--- Source document ---
— Begin —

As France's political environment becomes increasingly hostile towards Muslims, new initiatives by the community seek to make themselves heard.
Starting a platform dedicated to the question of tackling endemic Islamophobia in France, isn't without its challenges. For one, the country's political establishment won't even acknowledge the term.
At worst, the country's politicians banned the country's only organisation collecting data on rising anti-Muslim violence in the country.
That, however, hasn't stopped Rafik Chekkat, a former lawyer turned writer, activist, and animator, from starting an organisation called 'Islamophobia' aimed at being an umbrella platform of resources.
"Our objectives are multiple," says Chekkat speaking to TRT World.
"We want to provide those fighting against Islamophobia with the most complete and useful tools possible. To do this, we must grasp Islamophobia in all its dimensions: political, religious, social, economic, psychological - and deploy our discourse on all media, including podcasts, videos, and magazines, in order to reach the widest possible audience," added Chekkat.
The ambitious objectives reflect the scale of the challenge Muslims face in the country.
Most recently, the French Senate voted to ban conspicuous religious symbols in sports, a move primarily aimed at the country's Muslim women - some of whom may play sports with a headscarf.
That spurred a petition by French activists to stop the controversial law. As it is, most national sports federations in the country, including the French Football Federation, forbids wearing the veil using arguments such as supposed neutrality in sport or even invoking principles of hygiene and safety.
Against this backdrop, the Muslim community's challenges are "immense", says Chekkat.
"Muslim people are hampered in their religious, social, economic and political life," says Chekkat adding, "mosques, humanitarian or rights associations, schools, publishers, sports clubs or even simple snack bars are subject to dissolution or closure procedures every week."
French President Emmanuel Macron over the past few years has incrementally ratcheted up his government's anti-Muslim policies, which has included the closure of Muslim schools, mosques, Islamic charities, organisations monitoring Islamophobia, publishing houses, and even pressuring mosques to sign a charter that forbids talking about discrimination and racism faced by the community.

— End —

--- Data lines ---

— Begin —

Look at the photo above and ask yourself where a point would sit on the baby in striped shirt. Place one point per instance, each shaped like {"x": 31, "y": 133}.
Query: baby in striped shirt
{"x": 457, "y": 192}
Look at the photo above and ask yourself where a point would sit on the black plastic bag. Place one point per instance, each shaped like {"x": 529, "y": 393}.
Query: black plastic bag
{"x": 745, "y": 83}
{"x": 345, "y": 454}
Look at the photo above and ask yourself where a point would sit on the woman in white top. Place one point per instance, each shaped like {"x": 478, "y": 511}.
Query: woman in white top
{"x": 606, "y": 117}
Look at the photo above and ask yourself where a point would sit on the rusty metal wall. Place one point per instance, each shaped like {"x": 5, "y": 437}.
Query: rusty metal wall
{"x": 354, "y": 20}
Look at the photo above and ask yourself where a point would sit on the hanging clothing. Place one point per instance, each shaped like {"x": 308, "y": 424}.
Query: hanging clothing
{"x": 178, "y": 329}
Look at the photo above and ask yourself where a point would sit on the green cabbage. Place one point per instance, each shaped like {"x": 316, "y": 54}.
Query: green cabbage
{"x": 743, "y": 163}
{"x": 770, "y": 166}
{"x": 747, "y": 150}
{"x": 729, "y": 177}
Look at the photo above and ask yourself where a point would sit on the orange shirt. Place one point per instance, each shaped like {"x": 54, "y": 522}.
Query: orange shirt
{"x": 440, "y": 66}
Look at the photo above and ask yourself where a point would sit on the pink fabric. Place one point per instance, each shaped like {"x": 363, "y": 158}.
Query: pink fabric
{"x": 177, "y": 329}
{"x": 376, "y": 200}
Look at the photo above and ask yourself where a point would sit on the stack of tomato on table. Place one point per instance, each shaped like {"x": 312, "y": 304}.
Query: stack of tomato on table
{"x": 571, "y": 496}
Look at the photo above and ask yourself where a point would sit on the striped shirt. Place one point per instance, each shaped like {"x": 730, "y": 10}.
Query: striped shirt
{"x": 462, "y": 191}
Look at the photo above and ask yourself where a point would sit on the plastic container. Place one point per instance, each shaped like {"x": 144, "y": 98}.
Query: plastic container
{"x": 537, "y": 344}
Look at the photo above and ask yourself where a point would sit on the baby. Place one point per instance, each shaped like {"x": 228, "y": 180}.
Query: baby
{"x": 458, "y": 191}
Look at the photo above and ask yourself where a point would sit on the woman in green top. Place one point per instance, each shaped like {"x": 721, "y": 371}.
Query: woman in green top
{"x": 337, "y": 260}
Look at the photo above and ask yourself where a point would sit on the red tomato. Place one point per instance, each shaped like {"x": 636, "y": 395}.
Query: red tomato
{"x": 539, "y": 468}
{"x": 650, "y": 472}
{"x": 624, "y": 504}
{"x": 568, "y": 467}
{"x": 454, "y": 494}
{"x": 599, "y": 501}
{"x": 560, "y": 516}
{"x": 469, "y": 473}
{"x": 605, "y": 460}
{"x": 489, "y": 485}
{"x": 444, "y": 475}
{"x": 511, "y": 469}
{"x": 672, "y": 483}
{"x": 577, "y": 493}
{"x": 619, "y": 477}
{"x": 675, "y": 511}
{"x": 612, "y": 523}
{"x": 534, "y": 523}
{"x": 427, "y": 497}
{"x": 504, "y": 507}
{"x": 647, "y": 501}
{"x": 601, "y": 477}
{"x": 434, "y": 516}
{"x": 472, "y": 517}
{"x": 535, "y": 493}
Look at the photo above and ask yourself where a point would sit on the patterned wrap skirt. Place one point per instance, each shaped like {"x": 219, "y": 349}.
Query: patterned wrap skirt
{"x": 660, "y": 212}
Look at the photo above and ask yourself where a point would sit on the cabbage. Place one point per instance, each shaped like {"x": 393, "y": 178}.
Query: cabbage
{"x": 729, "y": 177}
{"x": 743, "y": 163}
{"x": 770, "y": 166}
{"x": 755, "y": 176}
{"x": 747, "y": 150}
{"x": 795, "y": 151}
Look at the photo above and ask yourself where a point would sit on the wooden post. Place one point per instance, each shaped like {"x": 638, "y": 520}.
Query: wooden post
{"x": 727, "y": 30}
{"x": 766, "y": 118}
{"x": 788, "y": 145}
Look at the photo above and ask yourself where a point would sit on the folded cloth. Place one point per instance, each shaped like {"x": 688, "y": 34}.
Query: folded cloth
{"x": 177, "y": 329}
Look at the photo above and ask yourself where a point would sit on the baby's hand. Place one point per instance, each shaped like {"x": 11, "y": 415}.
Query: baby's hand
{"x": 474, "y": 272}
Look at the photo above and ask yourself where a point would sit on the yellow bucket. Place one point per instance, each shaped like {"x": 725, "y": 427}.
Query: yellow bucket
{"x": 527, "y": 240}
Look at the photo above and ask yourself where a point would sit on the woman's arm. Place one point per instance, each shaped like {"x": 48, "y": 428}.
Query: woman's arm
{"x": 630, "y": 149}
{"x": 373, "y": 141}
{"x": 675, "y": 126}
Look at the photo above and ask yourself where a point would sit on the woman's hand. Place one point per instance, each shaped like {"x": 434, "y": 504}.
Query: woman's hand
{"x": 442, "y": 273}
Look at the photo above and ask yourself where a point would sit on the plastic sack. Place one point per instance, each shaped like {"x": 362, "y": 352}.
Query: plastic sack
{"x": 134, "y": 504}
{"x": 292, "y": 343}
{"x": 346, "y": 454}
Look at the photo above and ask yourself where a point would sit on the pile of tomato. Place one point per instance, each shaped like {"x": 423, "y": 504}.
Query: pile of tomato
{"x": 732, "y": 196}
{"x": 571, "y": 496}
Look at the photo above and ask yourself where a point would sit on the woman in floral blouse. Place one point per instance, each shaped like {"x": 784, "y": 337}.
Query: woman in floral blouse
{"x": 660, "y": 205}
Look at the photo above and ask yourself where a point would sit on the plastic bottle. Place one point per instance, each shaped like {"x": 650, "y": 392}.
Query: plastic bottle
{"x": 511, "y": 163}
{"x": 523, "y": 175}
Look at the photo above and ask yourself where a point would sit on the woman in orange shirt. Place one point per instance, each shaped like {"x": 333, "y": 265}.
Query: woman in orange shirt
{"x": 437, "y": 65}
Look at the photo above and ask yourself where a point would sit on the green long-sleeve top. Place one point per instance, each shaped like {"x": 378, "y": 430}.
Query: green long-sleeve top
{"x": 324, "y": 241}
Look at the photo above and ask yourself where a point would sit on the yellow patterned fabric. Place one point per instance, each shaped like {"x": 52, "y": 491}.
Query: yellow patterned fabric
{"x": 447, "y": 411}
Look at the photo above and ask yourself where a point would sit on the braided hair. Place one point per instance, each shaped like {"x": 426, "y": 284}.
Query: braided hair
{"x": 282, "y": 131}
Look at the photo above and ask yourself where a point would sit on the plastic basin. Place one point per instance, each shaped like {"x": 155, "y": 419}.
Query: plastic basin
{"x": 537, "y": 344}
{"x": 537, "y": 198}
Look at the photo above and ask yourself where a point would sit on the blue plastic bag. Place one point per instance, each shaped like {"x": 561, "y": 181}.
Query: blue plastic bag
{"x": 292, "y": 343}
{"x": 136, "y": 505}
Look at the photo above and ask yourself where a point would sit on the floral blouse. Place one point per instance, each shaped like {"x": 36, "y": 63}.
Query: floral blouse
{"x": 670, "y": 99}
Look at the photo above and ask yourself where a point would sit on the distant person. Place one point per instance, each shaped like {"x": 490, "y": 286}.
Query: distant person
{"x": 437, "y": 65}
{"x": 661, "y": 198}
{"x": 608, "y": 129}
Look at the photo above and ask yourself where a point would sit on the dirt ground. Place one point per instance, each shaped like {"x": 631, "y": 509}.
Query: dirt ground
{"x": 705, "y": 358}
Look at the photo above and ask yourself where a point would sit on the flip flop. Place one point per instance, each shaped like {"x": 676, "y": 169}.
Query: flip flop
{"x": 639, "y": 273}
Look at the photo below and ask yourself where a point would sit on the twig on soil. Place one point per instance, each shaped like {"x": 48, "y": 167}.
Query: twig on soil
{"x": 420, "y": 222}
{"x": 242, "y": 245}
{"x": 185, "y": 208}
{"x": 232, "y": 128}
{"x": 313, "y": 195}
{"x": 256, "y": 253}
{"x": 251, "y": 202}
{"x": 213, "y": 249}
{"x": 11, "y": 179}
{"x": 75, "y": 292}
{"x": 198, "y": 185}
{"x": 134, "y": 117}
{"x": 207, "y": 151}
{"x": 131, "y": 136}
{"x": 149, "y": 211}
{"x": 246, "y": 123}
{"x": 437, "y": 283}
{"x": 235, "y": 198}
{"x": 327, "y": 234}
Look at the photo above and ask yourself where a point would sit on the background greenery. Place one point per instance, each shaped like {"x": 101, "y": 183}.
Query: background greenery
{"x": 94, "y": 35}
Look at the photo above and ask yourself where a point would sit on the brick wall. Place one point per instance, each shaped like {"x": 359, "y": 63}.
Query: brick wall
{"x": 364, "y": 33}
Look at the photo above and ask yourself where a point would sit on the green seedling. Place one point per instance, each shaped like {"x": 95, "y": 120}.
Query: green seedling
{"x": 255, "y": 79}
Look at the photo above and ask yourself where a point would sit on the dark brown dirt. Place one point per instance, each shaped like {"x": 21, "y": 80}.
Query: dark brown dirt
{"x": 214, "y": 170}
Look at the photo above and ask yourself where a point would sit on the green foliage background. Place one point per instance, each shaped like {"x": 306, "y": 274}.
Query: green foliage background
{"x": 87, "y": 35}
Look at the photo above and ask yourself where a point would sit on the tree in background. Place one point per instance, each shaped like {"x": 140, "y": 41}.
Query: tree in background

— End —

--- Exercise description ---
Pick up the article on Islamophobia in France after its final sentence and write its continuation.

--- Response to the task ---
"The motivations for such repression is clear," says Chekkat, and the aim ultimately is "to sanction any Muslim discourse that is directly critical of the ongoing attempt to neutralise the public space."
"Any question relating to Islam in France is thus the subject of immediate politicisation… under the guise of the fight against political Islam."
In December of last year, the French government announced that it would seek to dissolve the state-backed French Council of Muslim Worship (CFCM) created almost 20 years ago.
Macron's right-wing Interior Minister Gerald Darmanin wants the new body to remain uninfluenced by foreign governments and to show an active commitment to the state ideology of secularism.
The upcoming presidential elections to be held in April also threaten to be a bruising ordeal for the country's Muslim population.
"The presidential election is an opportunity for a headlong rush into racist, and security escalation," by the country's politicians seeking to show they are tough on Islam and Muslims says Chekkat.
One of the country's most outspoken and right-wing presidential candidates, Eric Zemmour, recently spoke in front of one of the country's leading police unions that France is in the midst of a civilisational struggle with Islam and Muslims.
"There are two civilisations, and they cannot coexist peacefully. There must be a civilisation that imposes itself on everyone, and it is ours that must prevail," Zemmour said.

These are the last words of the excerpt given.